┌─ Data in this exercise
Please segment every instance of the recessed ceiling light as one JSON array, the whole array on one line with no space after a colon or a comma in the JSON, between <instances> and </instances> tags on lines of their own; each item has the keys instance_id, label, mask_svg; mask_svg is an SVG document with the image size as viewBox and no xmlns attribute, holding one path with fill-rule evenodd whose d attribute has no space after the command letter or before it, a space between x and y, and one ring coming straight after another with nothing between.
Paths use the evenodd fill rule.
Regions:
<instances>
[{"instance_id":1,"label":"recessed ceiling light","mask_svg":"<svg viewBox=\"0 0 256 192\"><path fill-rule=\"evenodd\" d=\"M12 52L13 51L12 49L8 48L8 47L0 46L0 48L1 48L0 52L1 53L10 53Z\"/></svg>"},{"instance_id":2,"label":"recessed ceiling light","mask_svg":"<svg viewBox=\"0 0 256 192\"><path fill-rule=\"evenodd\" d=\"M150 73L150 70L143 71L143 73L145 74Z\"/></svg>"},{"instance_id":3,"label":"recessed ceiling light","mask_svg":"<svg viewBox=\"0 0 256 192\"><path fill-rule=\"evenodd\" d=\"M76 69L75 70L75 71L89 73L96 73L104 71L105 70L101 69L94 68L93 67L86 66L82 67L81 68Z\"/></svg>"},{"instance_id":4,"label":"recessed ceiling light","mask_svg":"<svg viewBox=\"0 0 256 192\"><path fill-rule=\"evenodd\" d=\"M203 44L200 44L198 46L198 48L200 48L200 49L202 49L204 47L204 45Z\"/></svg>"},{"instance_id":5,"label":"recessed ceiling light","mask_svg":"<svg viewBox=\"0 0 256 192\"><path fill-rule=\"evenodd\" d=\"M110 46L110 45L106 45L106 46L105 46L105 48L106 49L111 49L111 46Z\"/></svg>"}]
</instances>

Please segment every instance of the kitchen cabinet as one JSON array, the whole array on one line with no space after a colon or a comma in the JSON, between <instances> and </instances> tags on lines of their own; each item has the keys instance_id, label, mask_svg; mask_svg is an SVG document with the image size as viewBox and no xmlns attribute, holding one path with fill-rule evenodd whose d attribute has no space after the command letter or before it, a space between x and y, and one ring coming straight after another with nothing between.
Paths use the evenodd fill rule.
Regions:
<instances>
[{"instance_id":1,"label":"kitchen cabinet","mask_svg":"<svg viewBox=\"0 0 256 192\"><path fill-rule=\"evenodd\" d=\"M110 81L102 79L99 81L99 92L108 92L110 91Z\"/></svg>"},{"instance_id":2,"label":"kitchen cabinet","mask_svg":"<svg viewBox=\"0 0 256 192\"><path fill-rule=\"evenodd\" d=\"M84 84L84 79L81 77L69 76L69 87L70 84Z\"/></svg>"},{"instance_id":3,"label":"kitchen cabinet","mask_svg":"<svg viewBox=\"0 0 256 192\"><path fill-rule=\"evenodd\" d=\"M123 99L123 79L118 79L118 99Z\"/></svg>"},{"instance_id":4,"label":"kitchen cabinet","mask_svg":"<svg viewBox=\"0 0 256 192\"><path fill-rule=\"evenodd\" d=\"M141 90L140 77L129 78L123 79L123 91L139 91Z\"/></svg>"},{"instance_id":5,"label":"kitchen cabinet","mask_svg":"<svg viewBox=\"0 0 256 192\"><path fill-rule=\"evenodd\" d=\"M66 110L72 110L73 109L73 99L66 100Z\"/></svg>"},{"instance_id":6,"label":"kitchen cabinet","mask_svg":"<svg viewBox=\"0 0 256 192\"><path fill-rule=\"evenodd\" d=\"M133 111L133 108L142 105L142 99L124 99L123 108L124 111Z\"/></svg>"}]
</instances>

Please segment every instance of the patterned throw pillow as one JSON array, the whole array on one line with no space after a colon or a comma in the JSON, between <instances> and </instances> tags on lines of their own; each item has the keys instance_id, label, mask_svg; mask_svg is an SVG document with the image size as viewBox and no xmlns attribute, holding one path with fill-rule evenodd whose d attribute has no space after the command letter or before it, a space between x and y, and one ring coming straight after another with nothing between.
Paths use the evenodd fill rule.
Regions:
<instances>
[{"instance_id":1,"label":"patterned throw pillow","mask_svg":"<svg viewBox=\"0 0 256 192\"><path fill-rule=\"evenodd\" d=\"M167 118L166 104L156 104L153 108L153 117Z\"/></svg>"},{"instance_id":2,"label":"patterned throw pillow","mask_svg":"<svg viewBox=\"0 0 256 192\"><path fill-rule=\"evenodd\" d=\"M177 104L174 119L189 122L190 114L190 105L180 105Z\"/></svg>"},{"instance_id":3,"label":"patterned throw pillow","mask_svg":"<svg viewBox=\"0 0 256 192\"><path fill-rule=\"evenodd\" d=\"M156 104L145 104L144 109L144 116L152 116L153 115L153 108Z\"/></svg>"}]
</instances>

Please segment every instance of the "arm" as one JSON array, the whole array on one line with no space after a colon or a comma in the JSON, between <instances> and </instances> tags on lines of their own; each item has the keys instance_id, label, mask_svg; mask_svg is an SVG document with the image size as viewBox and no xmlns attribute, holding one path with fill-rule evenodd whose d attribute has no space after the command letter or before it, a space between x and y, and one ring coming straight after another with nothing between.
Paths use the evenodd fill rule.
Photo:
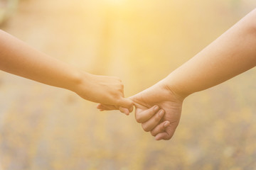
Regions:
<instances>
[{"instance_id":1,"label":"arm","mask_svg":"<svg viewBox=\"0 0 256 170\"><path fill-rule=\"evenodd\" d=\"M0 30L0 69L73 91L88 101L112 104L117 108L121 106L130 110L132 108L132 102L124 98L119 79L78 70L31 48L2 30Z\"/></svg>"},{"instance_id":2,"label":"arm","mask_svg":"<svg viewBox=\"0 0 256 170\"><path fill-rule=\"evenodd\" d=\"M202 91L238 75L256 64L256 10L164 80L182 96Z\"/></svg>"},{"instance_id":3,"label":"arm","mask_svg":"<svg viewBox=\"0 0 256 170\"><path fill-rule=\"evenodd\" d=\"M169 140L178 125L186 97L220 84L255 65L256 10L254 10L166 79L132 96L136 106L135 115L158 105L165 110L165 115L159 125L150 123L154 127L150 129L150 132L156 140ZM102 105L97 108L112 109ZM154 119L151 114L147 116L146 120L136 118L141 123Z\"/></svg>"}]
</instances>

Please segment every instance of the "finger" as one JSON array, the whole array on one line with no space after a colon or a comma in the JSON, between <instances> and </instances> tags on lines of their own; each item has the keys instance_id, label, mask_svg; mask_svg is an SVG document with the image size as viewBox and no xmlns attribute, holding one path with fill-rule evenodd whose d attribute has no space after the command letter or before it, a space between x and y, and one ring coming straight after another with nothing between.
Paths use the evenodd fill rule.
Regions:
<instances>
[{"instance_id":1,"label":"finger","mask_svg":"<svg viewBox=\"0 0 256 170\"><path fill-rule=\"evenodd\" d=\"M161 121L164 115L164 110L161 109L156 114L155 114L148 121L142 124L142 128L146 132L152 130Z\"/></svg>"},{"instance_id":2,"label":"finger","mask_svg":"<svg viewBox=\"0 0 256 170\"><path fill-rule=\"evenodd\" d=\"M156 136L155 137L156 140L170 140L175 132L176 128L174 128L174 127L171 127L171 125L169 125L166 128L166 130L165 132L161 132L156 135Z\"/></svg>"},{"instance_id":3,"label":"finger","mask_svg":"<svg viewBox=\"0 0 256 170\"><path fill-rule=\"evenodd\" d=\"M124 114L126 114L127 115L129 114L129 111L128 108L119 106L119 110L120 110L120 112L122 112L122 113L124 113Z\"/></svg>"},{"instance_id":4,"label":"finger","mask_svg":"<svg viewBox=\"0 0 256 170\"><path fill-rule=\"evenodd\" d=\"M164 121L156 126L150 132L152 136L156 136L157 134L164 132L169 125L169 121Z\"/></svg>"},{"instance_id":5,"label":"finger","mask_svg":"<svg viewBox=\"0 0 256 170\"><path fill-rule=\"evenodd\" d=\"M102 109L105 110L118 110L117 106L112 105L104 105L104 104L97 104L97 109Z\"/></svg>"},{"instance_id":6,"label":"finger","mask_svg":"<svg viewBox=\"0 0 256 170\"><path fill-rule=\"evenodd\" d=\"M133 102L131 99L126 98L121 98L117 102L117 106L122 106L126 108L130 108L133 106Z\"/></svg>"},{"instance_id":7,"label":"finger","mask_svg":"<svg viewBox=\"0 0 256 170\"><path fill-rule=\"evenodd\" d=\"M159 106L154 106L151 108L146 109L142 112L135 113L135 118L137 123L145 123L149 120L160 109Z\"/></svg>"}]
</instances>

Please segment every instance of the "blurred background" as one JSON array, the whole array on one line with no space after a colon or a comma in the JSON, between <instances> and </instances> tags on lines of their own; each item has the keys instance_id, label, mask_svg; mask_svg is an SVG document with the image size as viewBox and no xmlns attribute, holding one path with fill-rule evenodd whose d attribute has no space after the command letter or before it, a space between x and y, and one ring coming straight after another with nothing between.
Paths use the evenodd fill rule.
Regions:
<instances>
[{"instance_id":1,"label":"blurred background","mask_svg":"<svg viewBox=\"0 0 256 170\"><path fill-rule=\"evenodd\" d=\"M127 96L256 7L255 0L9 2L0 0L1 29L86 72L120 77ZM174 137L155 141L133 113L99 112L73 92L0 72L1 168L256 169L255 75L252 69L190 96Z\"/></svg>"}]
</instances>

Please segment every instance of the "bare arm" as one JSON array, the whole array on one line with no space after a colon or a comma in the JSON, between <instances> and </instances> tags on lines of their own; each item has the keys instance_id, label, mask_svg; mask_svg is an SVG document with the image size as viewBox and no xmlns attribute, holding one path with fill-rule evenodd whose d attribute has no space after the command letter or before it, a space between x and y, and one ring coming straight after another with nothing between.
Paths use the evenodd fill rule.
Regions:
<instances>
[{"instance_id":1,"label":"bare arm","mask_svg":"<svg viewBox=\"0 0 256 170\"><path fill-rule=\"evenodd\" d=\"M88 101L132 108L132 101L124 98L119 79L80 71L33 49L3 30L0 30L0 69L73 91Z\"/></svg>"},{"instance_id":2,"label":"bare arm","mask_svg":"<svg viewBox=\"0 0 256 170\"><path fill-rule=\"evenodd\" d=\"M240 74L256 64L256 10L252 11L166 79L186 96Z\"/></svg>"},{"instance_id":3,"label":"bare arm","mask_svg":"<svg viewBox=\"0 0 256 170\"><path fill-rule=\"evenodd\" d=\"M136 106L136 119L156 140L169 140L178 125L186 96L220 84L255 65L256 10L254 10L166 78L132 96ZM161 121L154 122L155 118L149 113L143 114L142 119L140 115L154 105L165 111ZM113 109L100 104L97 108ZM165 123L169 123L167 127ZM143 125L146 124L146 126Z\"/></svg>"}]
</instances>

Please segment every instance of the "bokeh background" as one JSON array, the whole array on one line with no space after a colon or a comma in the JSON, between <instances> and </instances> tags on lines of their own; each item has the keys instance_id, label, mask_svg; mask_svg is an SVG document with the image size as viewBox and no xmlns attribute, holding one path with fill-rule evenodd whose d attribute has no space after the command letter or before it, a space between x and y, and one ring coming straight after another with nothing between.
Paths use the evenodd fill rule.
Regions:
<instances>
[{"instance_id":1,"label":"bokeh background","mask_svg":"<svg viewBox=\"0 0 256 170\"><path fill-rule=\"evenodd\" d=\"M255 0L20 0L0 28L82 70L120 77L129 96L255 7ZM133 113L99 112L73 92L0 72L2 169L256 169L255 75L188 96L174 137L155 141Z\"/></svg>"}]
</instances>

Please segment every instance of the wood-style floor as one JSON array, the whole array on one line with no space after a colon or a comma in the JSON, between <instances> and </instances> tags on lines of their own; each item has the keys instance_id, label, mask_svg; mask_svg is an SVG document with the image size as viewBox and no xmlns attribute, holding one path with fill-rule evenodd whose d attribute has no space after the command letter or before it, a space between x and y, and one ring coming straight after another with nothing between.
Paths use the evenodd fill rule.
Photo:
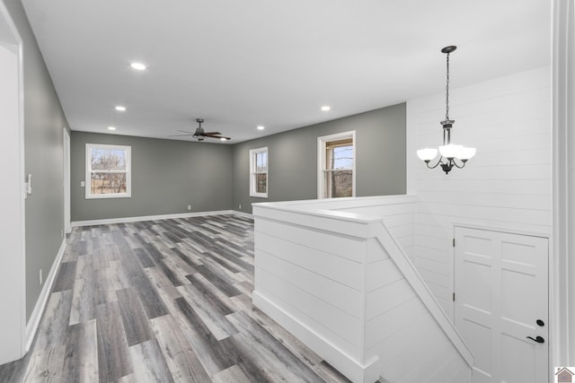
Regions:
<instances>
[{"instance_id":1,"label":"wood-style floor","mask_svg":"<svg viewBox=\"0 0 575 383\"><path fill-rule=\"evenodd\" d=\"M34 344L0 382L348 381L252 289L250 219L75 228Z\"/></svg>"}]
</instances>

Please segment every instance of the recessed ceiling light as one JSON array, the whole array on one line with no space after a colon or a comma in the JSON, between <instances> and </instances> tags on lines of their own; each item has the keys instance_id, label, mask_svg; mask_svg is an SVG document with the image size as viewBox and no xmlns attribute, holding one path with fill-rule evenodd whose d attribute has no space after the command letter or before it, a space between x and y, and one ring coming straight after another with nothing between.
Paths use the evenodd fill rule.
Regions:
<instances>
[{"instance_id":1,"label":"recessed ceiling light","mask_svg":"<svg viewBox=\"0 0 575 383\"><path fill-rule=\"evenodd\" d=\"M129 65L132 68L138 70L138 71L143 71L146 69L146 65L142 63L132 63Z\"/></svg>"}]
</instances>

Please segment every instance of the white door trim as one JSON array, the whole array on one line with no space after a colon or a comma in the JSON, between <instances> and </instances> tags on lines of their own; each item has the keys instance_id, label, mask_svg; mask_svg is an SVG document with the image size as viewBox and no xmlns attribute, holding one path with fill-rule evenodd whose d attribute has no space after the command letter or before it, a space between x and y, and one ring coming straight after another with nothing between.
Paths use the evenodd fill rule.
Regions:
└─
#### To do
The required output is the exact sequence of lines from the one containing "Please segment every instance of the white" through the end of the listing, both endpoints included.

#### Exercise output
Please segment every instance of the white door trim as one JSON array, the whole array on one line with no space after a colon or a comma in the JSON, between <instances> and </instances> tags on lines of their own; each item has the keys instance_id, label, mask_svg; mask_svg is an SVG document with the image size as viewBox and no xmlns attribute, holding one path with fill-rule evenodd whose d attribute has no space after the command letter or before it, a space between x and y, and one ring coming straight after another with nothing between.
Paths use the evenodd fill rule.
Regions:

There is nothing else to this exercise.